What is needed. Exactly and only the lines from the one containing "Tag the upper" through the close of the entries below are to be set down.

Given entries.
-=-=-
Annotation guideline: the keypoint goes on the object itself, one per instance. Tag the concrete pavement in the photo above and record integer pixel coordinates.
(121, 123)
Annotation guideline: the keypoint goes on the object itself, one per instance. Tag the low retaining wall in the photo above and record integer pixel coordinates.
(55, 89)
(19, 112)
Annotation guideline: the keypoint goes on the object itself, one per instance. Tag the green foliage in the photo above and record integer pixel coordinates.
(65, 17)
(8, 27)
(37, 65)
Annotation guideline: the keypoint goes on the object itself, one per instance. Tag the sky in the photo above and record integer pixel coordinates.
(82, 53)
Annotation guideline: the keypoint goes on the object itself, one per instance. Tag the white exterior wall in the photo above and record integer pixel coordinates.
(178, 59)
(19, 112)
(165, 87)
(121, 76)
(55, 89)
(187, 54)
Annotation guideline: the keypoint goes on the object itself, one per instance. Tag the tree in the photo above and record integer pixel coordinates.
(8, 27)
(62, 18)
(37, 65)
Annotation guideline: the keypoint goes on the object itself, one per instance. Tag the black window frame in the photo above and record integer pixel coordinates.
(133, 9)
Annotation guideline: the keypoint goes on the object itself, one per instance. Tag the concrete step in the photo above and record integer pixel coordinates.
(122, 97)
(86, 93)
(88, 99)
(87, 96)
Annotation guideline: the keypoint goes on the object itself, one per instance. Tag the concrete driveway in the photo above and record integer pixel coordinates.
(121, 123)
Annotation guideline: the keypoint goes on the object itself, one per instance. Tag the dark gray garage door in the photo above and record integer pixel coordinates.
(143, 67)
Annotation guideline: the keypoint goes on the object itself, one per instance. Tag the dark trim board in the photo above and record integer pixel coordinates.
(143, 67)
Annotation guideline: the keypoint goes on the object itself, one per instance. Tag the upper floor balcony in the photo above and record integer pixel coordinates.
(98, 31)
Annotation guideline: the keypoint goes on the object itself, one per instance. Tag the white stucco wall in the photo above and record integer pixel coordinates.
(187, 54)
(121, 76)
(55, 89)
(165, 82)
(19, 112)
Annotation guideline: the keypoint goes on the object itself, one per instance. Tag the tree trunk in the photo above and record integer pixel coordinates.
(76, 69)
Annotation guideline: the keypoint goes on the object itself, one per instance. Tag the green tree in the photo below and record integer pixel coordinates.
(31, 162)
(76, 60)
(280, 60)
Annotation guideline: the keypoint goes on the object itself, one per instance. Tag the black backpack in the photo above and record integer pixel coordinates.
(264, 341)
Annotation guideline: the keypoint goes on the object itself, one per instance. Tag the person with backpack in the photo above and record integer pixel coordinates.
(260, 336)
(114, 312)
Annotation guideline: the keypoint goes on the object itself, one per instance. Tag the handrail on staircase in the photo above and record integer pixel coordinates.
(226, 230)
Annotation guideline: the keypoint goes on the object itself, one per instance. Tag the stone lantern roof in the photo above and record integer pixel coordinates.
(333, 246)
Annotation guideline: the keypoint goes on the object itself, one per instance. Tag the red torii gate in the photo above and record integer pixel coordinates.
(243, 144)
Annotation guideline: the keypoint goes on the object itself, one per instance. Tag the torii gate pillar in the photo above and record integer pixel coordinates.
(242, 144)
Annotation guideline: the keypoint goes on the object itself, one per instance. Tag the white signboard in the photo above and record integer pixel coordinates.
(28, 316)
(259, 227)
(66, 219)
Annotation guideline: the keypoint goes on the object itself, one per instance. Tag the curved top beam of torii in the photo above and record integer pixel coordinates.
-=-=-
The result.
Annotation guideline: the keypoint goes on the object itself, one per instance. Tag the upper floor balcony in the photo above and record integer pixel coordinates.
(98, 31)
Annotation guideline: the keypoint goes on the object itself, one per instance. Tag the white stucco wall in the photo above and record integer pixel coordinates.
(187, 54)
(121, 76)
(55, 89)
(165, 82)
(19, 112)
Annotation guideline: the keypoint goes on the object itself, one per instance. Tag the tree trunk in the photo above and record integer pixel coordinates.
(76, 69)
Annotation guideline: the keypoint goes on the object itself, one per instance. Tag the green tree in the photo below and record integer pixel coordinates.
(31, 162)
(76, 60)
(280, 60)
Annotation guideline: the keypoint goes on the object itself, one per instance. Tag the black backpack in the photo above and record integer pixel coordinates.
(264, 341)
Annotation guideline: the keypoint goes on the object itself, one per instance. Tag the person with backpack in the photo above and record integer pixel coordinates.
(260, 336)
(114, 312)
Annotation guideline: the keypoint goes on the object itself, one per instance. Tag the handrail on staircase in the photo above and record integer pixel coordinates.
(226, 230)
Annotation guideline: the keypoint goes on the object itself, one per instance. Tag the stone lantern roof in the photo above and record integer pixel coordinates.
(333, 246)
Annotation guideline: the keypoint goes on the object itself, one per instance. Tag the red torii gate in the photo above and record integer pixel coordinates.
(243, 144)
Annotation guideline: the keypoint goes on the object itself, one per instance. Tag the torii gate pillar in the photo above and record integer pixel coordinates.
(242, 144)
Annotation guideline: the keypoint goes on the object itself, one per instance. Tag the white signboard in the photo above and record integer pixel coordinates.
(28, 316)
(259, 227)
(66, 219)
Annotation guideline: the keypoint goes on the object itself, one per instance. Tag the curved top beam of torii in the photo above and record integer pixel coordinates.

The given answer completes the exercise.